EXCERPTED TEXT:
Reasons why poverty still exists in India

Heavy pressure of population

    • India’s population was 84.63 crores in 1991 and became 102.87 crores in 2001
    • Rapid population growth causes excessive sub-division and fragmentation of holdings. As a result, per capita availability of land has greatly declined and households do not have access to sufficient land to produce enough output and income for them.
    • Rapid growth in population in India since 1951 has caused lower growth in per capita income causing lower living standards of the people

Unemployment and under employment

    • Due to continuous rise in population, there is chronic unemployment and under employment in India.
    • There is educated unemployment and disguised unemployment, and Poverty is just a reflection of this aspect

Lack of Inclusive Economic Growth

    • The first important reason for mass poverty prevailing in India is lack of adequate economic growth in India
    • Despite increase in National Income and Savings rate since independence, poverty in India did not reduce sufficiently as:
      • industrial growth did not generate much employment opportunities
      • Growth strategy mainly benefitted the rich, than aiding the poor
      • Capital intensive and labour-displacing technology was adopted in the growing industries. As a result, unemployment and underemployment increased
      • Besides, due to the increase in income inequalities during this period, rise in average per capita income could not bring about significant rise in per capita income of the weaker sections of the society
      • Further, trickledown effect of overall economic growth was operating only to a small extent

Sluggish Agricultural Performance and Poverty

      • The experience of Punjab and Haryana shows that, the agricultural growth through use of new high yielding technology (during Green revolution), poverty ratio can be significantly reduced
      • However, in various states of the country such as Orissa, Bihar, Madhya Pradesh, Assam, East Uttar Pradesh, where poverty ratio is still very high; new high-yielding technology has not been adopted on a significant scale and as a result agricultural performance has not been good. As a result, poverty prevails to a larger extent in them.

WHAT THE TASK ASKS:
Reproduce the entire text on why poverty persists in India, word for word. The rows that follow are separate material and are not part of the text on poverty in India.

EXTRACTED DATA:

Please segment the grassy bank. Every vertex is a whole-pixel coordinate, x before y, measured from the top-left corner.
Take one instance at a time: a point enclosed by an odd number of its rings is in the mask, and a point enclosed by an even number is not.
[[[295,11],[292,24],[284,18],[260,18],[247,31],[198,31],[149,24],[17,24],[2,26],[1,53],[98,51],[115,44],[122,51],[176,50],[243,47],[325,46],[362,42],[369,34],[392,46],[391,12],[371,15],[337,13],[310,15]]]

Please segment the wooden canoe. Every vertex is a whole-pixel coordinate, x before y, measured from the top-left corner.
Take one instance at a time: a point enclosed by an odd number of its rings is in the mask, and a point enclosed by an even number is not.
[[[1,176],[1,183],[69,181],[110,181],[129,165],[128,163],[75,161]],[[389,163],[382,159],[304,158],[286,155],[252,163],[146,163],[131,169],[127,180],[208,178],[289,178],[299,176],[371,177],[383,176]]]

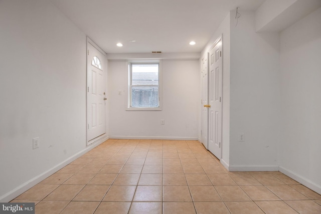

TASK RESULT:
Reasons why poverty still exists in India

Heavy pressure of population

    • India’s population was 84.63 crores in 1991 and became 102.87 crores in 2001
    • Rapid population growth causes excessive sub-division and fragmentation of holdings. As a result, per capita availability of land has greatly declined and households do not have access to sufficient land to produce enough output and income for them.
    • Rapid growth in population in India since 1951 has caused lower growth in per capita income causing lower living standards of the people

Unemployment and under employment

    • Due to continuous rise in population, there is chronic unemployment and under employment in India.
    • There is educated unemployment and disguised unemployment, and Poverty is just a reflection of this aspect

Lack of Inclusive Economic Growth

    • The first important reason for mass poverty prevailing in India is lack of adequate economic growth in India
    • Despite increase in National Income and Savings rate since independence, poverty in India did not reduce sufficiently as:
      • industrial growth did not generate much employment opportunities
      • Growth strategy mainly benefitted the rich, than aiding the poor
      • Capital intensive and labour-displacing technology was adopted in the growing industries. As a result, unemployment and underemployment increased
      • Besides, due to the increase in income inequalities during this period, rise in average per capita income could not bring about significant rise in per capita income of the weaker sections of the society
      • Further, trickledown effect of overall economic growth was operating only to a small extent

Sluggish Agricultural Performance and Poverty

      • The experience of Punjab and Haryana shows that, the agricultural growth through use of new high yielding technology (during Green revolution), poverty ratio can be significantly reduced
      • However, in various states of the country such as Orissa, Bihar, Madhya Pradesh, Assam, East Uttar Pradesh, where poverty ratio is still very high; new high-yielding technology has not been adopted on a significant scale and as a result agricultural performance has not been good. As a result, poverty prevails to a larger extent in them.